▸ **Instruções das tarefas**:
[A] Com base no texto sobre cláusulas pétreas, quais são as respostas a estas perguntas?
(i) Em que data o jornal trouxe o estudo de Otávio Mendonça?
(ii) Qual país é apontado como exceção à tendência universal de supremacia da Constituição?
(iii) Segundo Sir Ivor Jennings, quantos artigos teria a Constituição Britânica se um dia fosse escrita, e o que diria?
[B] Quais são todas as pessoas mencionadas pelo nome no texto sobre cláusulas pétreas?
[C] Você poderia dar prosseguimento ao texto sobre cláusulas pétreas, começando logo depois da última frase apresentada?

▸ **Trecho do documento**:

• • • • •

Direito Constitucional

As Cláusulas Pétreas

As Cláusulas Pétreas

 

 

Fernando Machado da Silva Lima*

 

 

O Mestre Otávio Mendonça publicou, no Liberal de hoje, 02.03.99, sob o título “Tirar do roto para o esfarrapado?”, brilhante estudo pertinente à reforma da previdência, no qual critica o desrespeito às garantias individuais consagradas constitucionalmente e protegidas como cláusulas pétreas (art.60, §4o.), isto é, cláusulas imutáveis, que não admitem sua reforma, e resolvi contribuir para o debate jurídico da matéria, embora reconheça ser muita pretensão de minha parte. 

 

Há cinqüenta anos, o Professor Pinto Ferreira estudava o princípio da supremacia constitucional (Princípios Gerais do Direito Constitucional Moderno, Saraiva) como um dos grandes princípios, que servem de base à estruturação do Estado.

 

 Há uma tendência universal para a supremacia da Constituição, embora exista um País que faz, como em tantas outras coisas, exceção: a Inglaterra, onde não tem sentido a supremacia constitucional. Lá, existe a supremacia do Parlamento e porisso disse Disraeli :

 

“England is not governed by logic, but by parliament”.

 

Por essa mesma razão, Sir Ivor Jennings (The British Constitution, Cambridge) dizia que se um dia a Constituição Britânica fosse escrita, ela teria apenas um artigo: o Parlamento inglês é supremo.

• • • • •

▸ **Conjunto de dados**:
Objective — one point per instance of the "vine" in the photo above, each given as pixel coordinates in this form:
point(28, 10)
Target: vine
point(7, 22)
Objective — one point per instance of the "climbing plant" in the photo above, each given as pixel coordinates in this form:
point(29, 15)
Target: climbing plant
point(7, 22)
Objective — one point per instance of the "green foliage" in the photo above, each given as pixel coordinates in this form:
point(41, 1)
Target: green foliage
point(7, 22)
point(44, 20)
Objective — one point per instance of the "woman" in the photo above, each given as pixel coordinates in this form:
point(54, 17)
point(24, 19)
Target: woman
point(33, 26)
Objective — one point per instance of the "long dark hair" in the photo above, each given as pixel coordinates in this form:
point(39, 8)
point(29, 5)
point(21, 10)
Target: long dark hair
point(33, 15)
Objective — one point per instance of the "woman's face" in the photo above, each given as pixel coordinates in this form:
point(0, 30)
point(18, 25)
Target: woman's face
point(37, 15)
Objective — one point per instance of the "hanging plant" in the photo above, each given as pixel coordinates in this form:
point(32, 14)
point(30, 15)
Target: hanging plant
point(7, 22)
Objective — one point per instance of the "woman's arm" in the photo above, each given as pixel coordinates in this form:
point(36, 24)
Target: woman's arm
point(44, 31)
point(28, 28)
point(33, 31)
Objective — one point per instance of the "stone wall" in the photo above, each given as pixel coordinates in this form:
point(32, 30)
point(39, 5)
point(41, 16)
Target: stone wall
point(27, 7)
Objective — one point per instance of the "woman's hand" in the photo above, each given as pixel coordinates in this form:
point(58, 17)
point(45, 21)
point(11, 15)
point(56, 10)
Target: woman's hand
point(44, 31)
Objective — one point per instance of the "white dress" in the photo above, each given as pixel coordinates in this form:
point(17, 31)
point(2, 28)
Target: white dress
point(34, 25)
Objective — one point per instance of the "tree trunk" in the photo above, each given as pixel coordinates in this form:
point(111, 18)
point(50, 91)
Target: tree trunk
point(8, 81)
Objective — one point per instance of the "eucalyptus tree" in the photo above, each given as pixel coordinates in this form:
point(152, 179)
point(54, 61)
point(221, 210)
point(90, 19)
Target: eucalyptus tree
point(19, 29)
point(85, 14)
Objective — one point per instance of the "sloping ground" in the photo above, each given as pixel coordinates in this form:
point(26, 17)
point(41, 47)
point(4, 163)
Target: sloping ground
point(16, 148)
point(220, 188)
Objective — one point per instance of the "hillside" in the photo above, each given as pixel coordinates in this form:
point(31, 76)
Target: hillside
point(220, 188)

• • • • •

▸ **Respostas abaixo**:
[A]
(i) 02.03.99
(ii) A Inglaterra
(iii) Apenas um artigo: o Parlamento inglês é supremo.

[B] Fernando Machado da Silva Lima, Otávio Mendonça, Pinto Ferreira, Disraeli e Sir Ivor Jennings.

[C]
No Brasil, porém, de acordo com a tendência universal de supremacia da Constituição, sempre adotamos regras, desde a Constituição do Império, tendentes a dificultar a reforma do texto constitucional e a estabelecer, mesmo, limites intransponíveis para essa reforma, como por exemplo no § 6o. do art. 217 da Constituição de 1946:

 

“Não serão admitidos como objeto de deliberação projetos tendentes a abolir a Federação ou a República”. 

 

A Constituição é, portanto, a Lei Suprema, o que significa que deve ser obedecida pelos governantes e pelos governados. Ela é o metro, o padrão da regularidade jurídica e um Estado somente poderá ser considerado democrático, na medida em que prevaleça a vontade legal (rule of  law) e desde que haja possibilidade de efetivação  das leis regulares em face dessa Constituição e de nulificação daquelas que a contrariem.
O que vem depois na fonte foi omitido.